Data extracted from a collection
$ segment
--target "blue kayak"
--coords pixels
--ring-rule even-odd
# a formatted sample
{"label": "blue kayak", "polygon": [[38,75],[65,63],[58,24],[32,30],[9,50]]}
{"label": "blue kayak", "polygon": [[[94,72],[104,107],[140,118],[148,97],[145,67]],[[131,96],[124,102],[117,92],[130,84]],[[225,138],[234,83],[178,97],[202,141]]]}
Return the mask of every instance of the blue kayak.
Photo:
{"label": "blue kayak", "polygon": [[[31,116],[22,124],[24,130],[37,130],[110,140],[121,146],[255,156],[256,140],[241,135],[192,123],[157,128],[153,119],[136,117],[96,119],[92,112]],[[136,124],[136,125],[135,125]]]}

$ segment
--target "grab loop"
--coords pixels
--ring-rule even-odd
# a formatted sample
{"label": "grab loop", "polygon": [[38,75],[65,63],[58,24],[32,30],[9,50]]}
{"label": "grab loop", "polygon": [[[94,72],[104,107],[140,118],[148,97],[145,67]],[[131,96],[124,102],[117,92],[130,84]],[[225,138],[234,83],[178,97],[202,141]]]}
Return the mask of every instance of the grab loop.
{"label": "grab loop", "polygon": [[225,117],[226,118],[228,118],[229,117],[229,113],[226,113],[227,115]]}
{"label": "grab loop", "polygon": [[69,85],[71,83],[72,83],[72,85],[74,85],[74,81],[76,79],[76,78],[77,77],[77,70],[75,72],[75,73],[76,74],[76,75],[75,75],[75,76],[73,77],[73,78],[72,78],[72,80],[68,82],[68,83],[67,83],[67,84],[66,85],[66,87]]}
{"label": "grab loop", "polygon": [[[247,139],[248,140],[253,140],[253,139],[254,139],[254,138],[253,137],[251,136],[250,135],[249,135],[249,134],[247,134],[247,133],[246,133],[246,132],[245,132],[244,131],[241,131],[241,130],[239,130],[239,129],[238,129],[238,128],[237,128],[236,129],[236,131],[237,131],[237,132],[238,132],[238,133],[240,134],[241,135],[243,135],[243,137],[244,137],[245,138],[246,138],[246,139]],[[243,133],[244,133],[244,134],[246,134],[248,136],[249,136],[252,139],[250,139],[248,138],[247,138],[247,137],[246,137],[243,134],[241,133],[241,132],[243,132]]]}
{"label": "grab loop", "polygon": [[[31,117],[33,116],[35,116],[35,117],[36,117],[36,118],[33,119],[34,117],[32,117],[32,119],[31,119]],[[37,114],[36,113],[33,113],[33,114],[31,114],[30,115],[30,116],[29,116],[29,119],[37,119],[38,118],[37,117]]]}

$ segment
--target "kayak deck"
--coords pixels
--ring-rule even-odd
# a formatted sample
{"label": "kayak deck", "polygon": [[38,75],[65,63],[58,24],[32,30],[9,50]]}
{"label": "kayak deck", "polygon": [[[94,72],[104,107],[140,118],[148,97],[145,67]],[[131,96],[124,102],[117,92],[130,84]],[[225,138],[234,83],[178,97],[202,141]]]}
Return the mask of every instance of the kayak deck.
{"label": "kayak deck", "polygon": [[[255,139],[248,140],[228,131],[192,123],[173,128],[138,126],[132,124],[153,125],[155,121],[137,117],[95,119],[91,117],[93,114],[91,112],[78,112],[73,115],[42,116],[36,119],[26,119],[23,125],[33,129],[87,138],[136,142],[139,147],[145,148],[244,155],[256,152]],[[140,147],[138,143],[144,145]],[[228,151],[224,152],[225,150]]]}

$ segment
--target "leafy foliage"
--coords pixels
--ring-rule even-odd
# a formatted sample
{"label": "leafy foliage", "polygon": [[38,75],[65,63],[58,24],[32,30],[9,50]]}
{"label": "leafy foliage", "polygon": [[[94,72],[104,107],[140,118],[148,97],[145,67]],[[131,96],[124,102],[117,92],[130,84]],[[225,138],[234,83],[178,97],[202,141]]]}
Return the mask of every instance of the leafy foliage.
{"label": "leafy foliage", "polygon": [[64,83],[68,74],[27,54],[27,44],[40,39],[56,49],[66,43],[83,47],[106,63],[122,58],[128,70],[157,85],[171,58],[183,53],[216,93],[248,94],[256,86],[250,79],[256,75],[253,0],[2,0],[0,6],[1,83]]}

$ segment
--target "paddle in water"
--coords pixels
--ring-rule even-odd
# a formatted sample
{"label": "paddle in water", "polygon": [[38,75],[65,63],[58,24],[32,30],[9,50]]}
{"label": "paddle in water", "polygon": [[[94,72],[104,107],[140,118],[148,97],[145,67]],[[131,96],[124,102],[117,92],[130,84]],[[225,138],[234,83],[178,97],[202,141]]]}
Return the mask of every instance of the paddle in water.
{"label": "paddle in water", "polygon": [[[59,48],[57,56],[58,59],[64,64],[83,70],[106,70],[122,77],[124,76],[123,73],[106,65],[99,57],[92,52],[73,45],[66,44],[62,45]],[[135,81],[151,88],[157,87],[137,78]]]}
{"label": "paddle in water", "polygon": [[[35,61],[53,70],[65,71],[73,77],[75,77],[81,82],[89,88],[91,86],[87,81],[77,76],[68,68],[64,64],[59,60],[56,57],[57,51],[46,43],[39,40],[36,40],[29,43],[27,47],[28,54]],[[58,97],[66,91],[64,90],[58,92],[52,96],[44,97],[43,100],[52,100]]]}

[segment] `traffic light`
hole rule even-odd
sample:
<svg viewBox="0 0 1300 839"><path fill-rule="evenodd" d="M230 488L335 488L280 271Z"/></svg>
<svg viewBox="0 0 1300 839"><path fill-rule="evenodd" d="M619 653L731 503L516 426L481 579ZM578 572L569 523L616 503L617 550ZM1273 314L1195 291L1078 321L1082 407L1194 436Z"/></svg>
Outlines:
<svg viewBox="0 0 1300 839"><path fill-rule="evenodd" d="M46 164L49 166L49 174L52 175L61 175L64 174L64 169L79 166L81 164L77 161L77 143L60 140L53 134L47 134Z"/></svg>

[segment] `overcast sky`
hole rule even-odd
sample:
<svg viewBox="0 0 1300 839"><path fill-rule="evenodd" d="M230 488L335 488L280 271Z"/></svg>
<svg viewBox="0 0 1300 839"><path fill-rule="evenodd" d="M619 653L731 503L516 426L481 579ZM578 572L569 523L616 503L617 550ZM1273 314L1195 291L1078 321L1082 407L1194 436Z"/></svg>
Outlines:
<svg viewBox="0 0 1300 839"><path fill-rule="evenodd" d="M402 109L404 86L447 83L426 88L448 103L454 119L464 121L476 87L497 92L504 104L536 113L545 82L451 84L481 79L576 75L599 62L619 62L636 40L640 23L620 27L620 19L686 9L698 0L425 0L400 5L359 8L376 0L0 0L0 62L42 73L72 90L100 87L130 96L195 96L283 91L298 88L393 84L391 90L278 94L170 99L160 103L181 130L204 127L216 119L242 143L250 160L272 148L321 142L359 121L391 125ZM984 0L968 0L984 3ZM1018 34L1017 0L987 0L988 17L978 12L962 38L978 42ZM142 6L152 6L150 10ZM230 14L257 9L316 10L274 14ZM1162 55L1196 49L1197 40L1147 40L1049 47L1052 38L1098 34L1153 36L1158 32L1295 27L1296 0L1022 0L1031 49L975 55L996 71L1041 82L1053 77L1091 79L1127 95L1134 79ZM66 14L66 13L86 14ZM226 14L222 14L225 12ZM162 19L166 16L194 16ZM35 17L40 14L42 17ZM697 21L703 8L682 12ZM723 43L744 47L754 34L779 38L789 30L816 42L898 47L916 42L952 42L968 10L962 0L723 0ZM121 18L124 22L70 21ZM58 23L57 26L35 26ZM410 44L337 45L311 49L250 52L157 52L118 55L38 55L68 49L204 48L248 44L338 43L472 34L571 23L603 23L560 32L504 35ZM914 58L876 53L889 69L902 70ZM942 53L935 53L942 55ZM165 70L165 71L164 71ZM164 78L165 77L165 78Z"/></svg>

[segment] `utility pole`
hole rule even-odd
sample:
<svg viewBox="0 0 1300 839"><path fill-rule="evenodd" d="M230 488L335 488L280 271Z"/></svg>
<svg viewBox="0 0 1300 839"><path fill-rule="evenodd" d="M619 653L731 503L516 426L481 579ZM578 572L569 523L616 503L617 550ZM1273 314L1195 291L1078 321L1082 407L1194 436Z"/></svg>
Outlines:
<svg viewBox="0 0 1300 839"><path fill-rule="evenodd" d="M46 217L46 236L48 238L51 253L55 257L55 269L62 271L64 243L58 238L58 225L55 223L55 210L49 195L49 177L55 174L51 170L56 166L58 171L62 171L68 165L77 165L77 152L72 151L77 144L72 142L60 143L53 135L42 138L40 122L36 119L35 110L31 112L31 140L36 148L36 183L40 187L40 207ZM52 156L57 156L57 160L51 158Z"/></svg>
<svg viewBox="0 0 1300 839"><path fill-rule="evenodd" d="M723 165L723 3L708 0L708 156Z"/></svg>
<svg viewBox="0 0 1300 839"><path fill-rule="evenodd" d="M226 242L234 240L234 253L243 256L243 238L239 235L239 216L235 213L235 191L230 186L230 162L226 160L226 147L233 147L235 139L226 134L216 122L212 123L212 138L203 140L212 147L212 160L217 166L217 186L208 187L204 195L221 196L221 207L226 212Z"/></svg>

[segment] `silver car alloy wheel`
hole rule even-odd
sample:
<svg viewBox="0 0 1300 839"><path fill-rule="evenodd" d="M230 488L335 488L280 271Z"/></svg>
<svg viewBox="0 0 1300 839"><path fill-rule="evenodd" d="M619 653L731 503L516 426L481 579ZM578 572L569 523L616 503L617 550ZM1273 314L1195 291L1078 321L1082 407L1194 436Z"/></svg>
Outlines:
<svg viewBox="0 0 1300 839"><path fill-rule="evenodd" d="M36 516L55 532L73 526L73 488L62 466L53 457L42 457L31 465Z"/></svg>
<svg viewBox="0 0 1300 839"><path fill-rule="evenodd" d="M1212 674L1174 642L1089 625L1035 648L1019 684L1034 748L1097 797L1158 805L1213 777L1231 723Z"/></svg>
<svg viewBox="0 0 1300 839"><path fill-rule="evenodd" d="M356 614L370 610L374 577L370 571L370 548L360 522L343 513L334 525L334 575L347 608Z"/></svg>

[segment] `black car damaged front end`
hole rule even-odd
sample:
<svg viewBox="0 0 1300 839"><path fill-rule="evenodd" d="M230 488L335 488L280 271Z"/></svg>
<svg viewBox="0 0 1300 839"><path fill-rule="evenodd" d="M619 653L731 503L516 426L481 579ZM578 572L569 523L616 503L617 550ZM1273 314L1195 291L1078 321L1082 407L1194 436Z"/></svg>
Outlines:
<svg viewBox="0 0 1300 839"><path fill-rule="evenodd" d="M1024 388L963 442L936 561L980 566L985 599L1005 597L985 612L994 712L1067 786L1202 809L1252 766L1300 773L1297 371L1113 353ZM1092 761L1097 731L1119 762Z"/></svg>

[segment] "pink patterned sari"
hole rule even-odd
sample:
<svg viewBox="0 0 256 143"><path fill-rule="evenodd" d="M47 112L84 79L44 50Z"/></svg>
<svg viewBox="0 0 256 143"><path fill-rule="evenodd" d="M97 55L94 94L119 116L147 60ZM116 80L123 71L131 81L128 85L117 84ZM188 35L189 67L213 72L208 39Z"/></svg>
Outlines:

→ Set task
Locate the line that contains "car damaged front". Repeat it and every line after it, up to and including the final line, exactly.

→ The response
[segment] `black car damaged front end`
hole rule even-odd
sample:
<svg viewBox="0 0 1300 839"><path fill-rule="evenodd" d="M230 488L335 488L280 271Z"/></svg>
<svg viewBox="0 0 1300 839"><path fill-rule="evenodd" d="M619 653L731 503L516 426L481 579ZM578 572L569 523L616 503L617 550ZM1273 314L1195 291L1078 321L1082 407L1194 436Z"/></svg>
Outlines:
<svg viewBox="0 0 1300 839"><path fill-rule="evenodd" d="M1024 388L963 442L936 561L980 566L985 599L1005 597L985 612L994 712L1067 786L1202 809L1252 766L1300 773L1297 371L1113 353ZM1092 761L1097 731L1119 762Z"/></svg>

[segment] "pink patterned sari"
hole rule even-odd
sample:
<svg viewBox="0 0 256 143"><path fill-rule="evenodd" d="M47 112L84 79L44 50Z"/></svg>
<svg viewBox="0 0 256 143"><path fill-rule="evenodd" d="M97 55L94 94L119 116L147 60ZM116 80L123 71L131 81L128 85L117 84ZM188 35L189 67L213 72L208 39Z"/></svg>
Outlines:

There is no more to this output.